* Requirement:
Copy every one of the records below word for word, leaving the pictures out of your copy.

* Detection examples:

[Start]

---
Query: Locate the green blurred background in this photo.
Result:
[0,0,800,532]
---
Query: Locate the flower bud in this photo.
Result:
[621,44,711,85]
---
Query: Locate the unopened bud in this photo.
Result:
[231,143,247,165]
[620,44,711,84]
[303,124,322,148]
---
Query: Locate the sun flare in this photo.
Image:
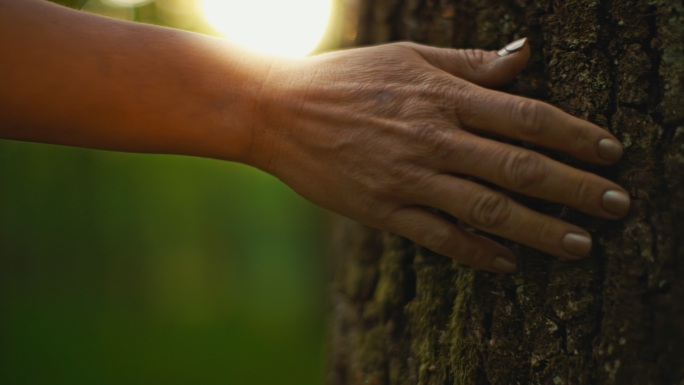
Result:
[203,0,332,57]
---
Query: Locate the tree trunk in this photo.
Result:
[328,0,684,385]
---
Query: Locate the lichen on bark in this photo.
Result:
[329,0,684,385]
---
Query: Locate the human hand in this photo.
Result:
[247,41,630,273]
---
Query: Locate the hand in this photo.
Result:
[248,42,630,272]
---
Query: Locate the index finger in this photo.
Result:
[456,84,622,164]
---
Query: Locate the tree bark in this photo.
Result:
[328,0,684,385]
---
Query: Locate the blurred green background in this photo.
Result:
[0,0,340,385]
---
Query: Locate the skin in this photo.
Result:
[0,0,629,272]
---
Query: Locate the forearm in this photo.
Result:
[0,0,269,160]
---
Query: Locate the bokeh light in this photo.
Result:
[202,0,332,57]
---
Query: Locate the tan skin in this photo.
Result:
[0,0,629,273]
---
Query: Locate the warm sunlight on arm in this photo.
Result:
[203,0,332,57]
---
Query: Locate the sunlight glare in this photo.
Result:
[203,0,332,57]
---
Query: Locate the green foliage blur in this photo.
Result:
[0,0,325,385]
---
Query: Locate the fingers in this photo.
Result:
[408,174,591,259]
[384,206,516,273]
[435,133,629,219]
[454,86,622,164]
[412,39,530,87]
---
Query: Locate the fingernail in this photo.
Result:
[563,233,591,257]
[492,257,518,274]
[599,139,622,162]
[601,190,630,217]
[497,37,527,57]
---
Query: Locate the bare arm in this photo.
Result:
[0,0,270,160]
[0,0,630,272]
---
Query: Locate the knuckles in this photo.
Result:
[511,98,542,137]
[468,191,512,229]
[502,151,547,192]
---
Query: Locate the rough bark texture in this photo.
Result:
[328,0,684,385]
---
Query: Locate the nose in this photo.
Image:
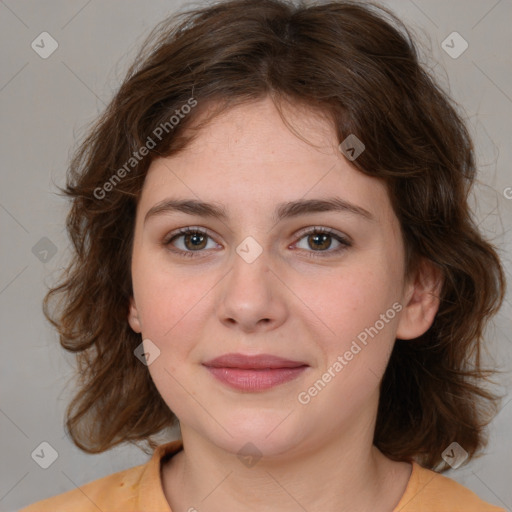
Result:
[217,245,290,333]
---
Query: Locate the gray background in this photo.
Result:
[0,0,512,511]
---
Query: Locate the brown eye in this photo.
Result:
[296,228,352,257]
[164,228,216,257]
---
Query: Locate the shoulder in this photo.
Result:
[393,462,505,512]
[18,440,183,512]
[19,465,145,512]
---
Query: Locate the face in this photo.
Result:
[129,99,436,455]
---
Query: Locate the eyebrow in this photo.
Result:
[144,197,375,223]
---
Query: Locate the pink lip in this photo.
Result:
[203,354,309,391]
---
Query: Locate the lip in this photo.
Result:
[203,354,309,392]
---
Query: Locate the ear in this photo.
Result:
[396,259,443,340]
[128,297,142,333]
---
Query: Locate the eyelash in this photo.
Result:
[163,226,352,258]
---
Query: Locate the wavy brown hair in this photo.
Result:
[43,0,506,472]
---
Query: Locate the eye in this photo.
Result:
[295,226,352,258]
[163,227,220,258]
[163,226,352,258]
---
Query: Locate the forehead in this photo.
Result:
[136,99,392,230]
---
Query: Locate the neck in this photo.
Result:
[162,394,411,512]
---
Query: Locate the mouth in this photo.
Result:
[203,354,309,392]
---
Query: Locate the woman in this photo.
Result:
[19,0,505,512]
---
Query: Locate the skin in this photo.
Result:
[128,98,441,512]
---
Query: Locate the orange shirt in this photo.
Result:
[19,440,505,512]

[End]

* Written answer:
---
Query: Locate the green blurred background in this photo.
Result:
[0,0,800,532]
---
Query: Locate the flower bud in this photo.
Result:
[621,44,711,85]
---
Query: Locate the unopened bud in this photo.
Result:
[231,143,247,165]
[620,44,711,84]
[303,124,322,148]
---
Query: Locate the sun flare in this photo.
Image:
Result:
[203,0,332,57]
---
Query: Locate the tree trunk in this photo.
Result:
[328,0,684,385]
---
Query: Locate the lichen on bark in this photo.
Result:
[329,0,684,385]
---
Query: Locate the human hand in this photo.
Result:
[247,41,630,273]
---
Query: Locate the hand in this photo.
Result:
[248,42,630,272]
---
Query: Locate the index finger in this photo.
Result:
[456,84,622,164]
---
Query: Locate the tree bark in this photo.
Result:
[328,0,684,385]
---
Query: Locate the blurred green background in this photo.
Result:
[0,0,340,385]
---
Query: Locate the skin in this photo.
Result:
[0,0,629,272]
---
Query: Locate the forearm in this photo.
Result:
[0,0,269,160]
---
Query: Locate the bokeh light in this photo.
Result:
[202,0,332,57]
---
Query: Locate the tan skin in this photo.
Result:
[0,0,629,273]
---
Query: Locate the warm sunlight on arm in this photo.
Result:
[203,0,332,57]
---
Query: Locate the sunlight glare in this photo.
Result:
[203,0,332,57]
---
Query: Locate the green foliage blur in this photo.
Result:
[0,0,325,385]
---
Query: Locate the fingers in this photo.
Result:
[408,174,591,259]
[384,206,516,273]
[435,133,629,219]
[454,86,622,164]
[412,39,530,87]
---
Query: Locate the fingernail in this photo.
Result:
[563,233,591,257]
[492,257,518,274]
[599,139,622,162]
[601,190,630,217]
[497,37,527,57]
---
Query: Locate the bare arm in this photo.
Result:
[0,0,270,160]
[0,0,630,272]
---
Query: Locate the knuckles in this photo.
Result:
[511,98,542,137]
[468,191,512,229]
[502,151,547,192]
---
Query: Locate the rough bark texture in this photo.
Result:
[328,0,684,385]
---
Query: Locate the nose in this photo.
Image:
Result:
[217,245,290,333]
---
Query: Locate the gray background in this photo.
Result:
[0,0,512,511]
---
Query: Locate the brown eye in this photo.
Result:
[296,228,352,257]
[164,228,216,257]
---
Query: Locate the shoulder in this photo.
Result:
[393,462,505,512]
[18,440,183,512]
[19,465,145,512]
---
Query: Locate the face in this photo.
Result:
[129,99,436,455]
---
Query: Locate the eyebrow in this photo.
Result:
[144,197,375,223]
---
Query: Locate the pink lip in this photo.
Result:
[203,354,309,391]
---
Query: Locate the lip in this photo.
Result:
[203,354,309,392]
---
Query: Locate the ear in this photo.
Result:
[396,259,443,340]
[128,297,142,333]
---
Query: Locate the eyelash in this photo.
Result:
[163,226,352,258]
---
Query: Locate the wavy brown hair in this photo.
Result:
[43,0,506,472]
---
Query: Locate the eye in this photo.
Result:
[295,226,352,258]
[163,227,220,258]
[163,226,352,258]
---
Query: Locate the forehead in this photo.
Result:
[136,99,392,230]
---
Query: Locate the neck in this photo.
Result:
[162,394,411,512]
---
Query: Locate the mouth in this photo.
Result:
[203,354,309,392]
---
Query: Locate the woman in this photo.
Result:
[19,0,505,512]
---
Query: Locate the skin in this photo.
Result:
[128,98,441,512]
---
Query: Locate the orange shirt in this photo.
Result:
[19,440,505,512]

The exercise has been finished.